Segment Start: Data records
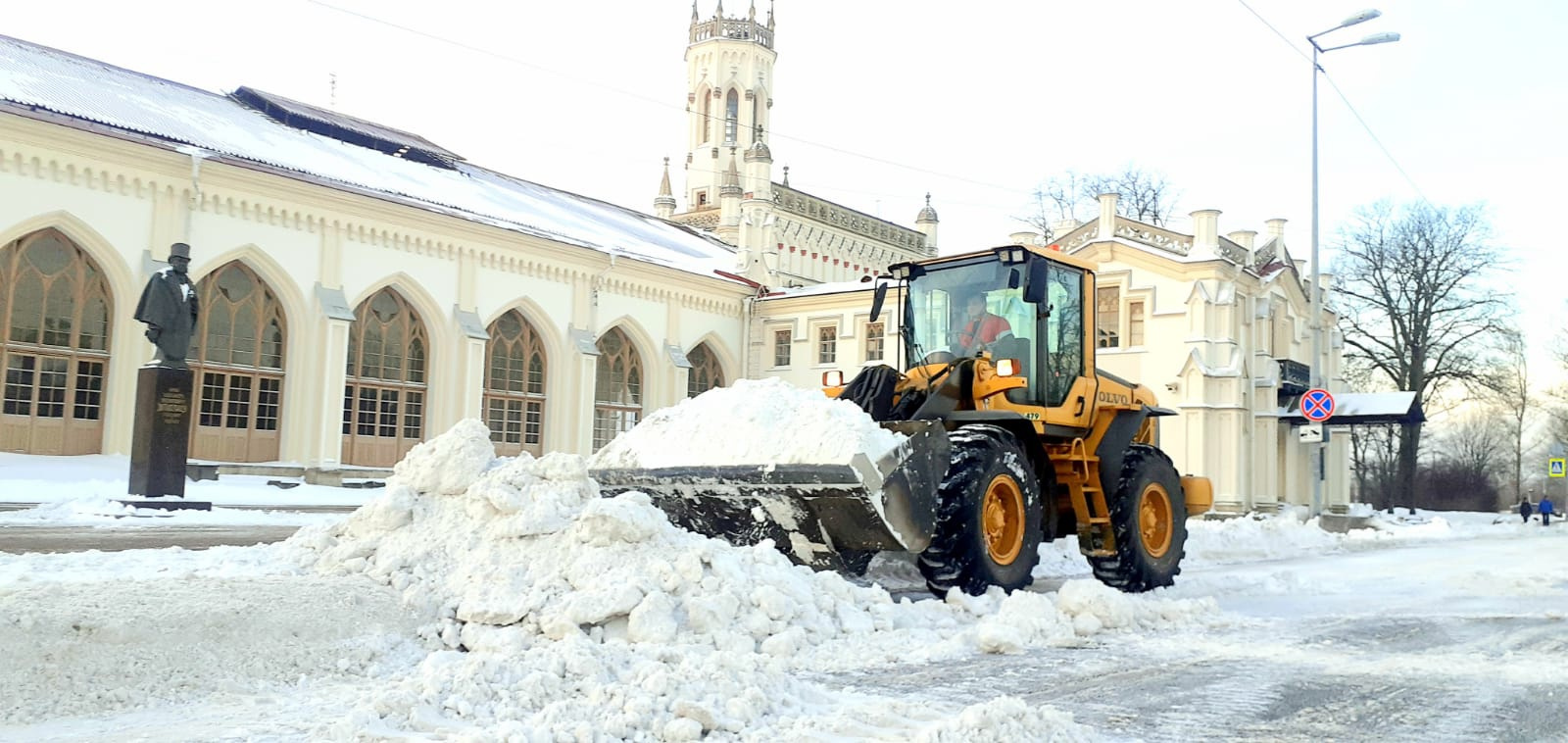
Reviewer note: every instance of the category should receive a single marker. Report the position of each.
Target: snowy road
(1427, 643)
(195, 536)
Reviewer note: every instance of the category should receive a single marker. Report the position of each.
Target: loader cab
(1016, 303)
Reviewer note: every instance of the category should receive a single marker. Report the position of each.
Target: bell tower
(729, 89)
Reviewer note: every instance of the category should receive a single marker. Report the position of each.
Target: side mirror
(1035, 282)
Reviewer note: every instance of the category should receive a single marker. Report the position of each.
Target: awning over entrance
(1363, 408)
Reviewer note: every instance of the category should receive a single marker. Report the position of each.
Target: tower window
(731, 117)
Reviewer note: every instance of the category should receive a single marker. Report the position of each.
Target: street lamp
(1316, 295)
Segment End: Data records
▶ [Aim of the task]: Each line above should be returned exactly as it stands, minus any pictures.

▶ [Answer space]:
Reviewer note: every instance of the category should receive a single marker. Report the position of each.
Target: snowy road
(1427, 643)
(195, 536)
Reviewer note: every instance of the category should receive a single marker. Report the position of each.
Target: loader cab
(1016, 303)
Reviewer note: every instance of the category should receive a single marker. Report the position of each.
Target: bell tower
(729, 89)
Reviewer note: every instance of the category should receive a single marker. Report the position of each.
Target: side mirror
(1035, 282)
Reviewer note: every instance of the category should receive a single marker. Report the position of each.
Target: awning over entrance
(1363, 408)
Reviewer note: every instance of the category should receive a single marker. Report the position of each.
Target: tower window
(731, 117)
Reviewer note: every instance of the category should receive a single marker. Report the position of each.
Target: street lamp
(1316, 295)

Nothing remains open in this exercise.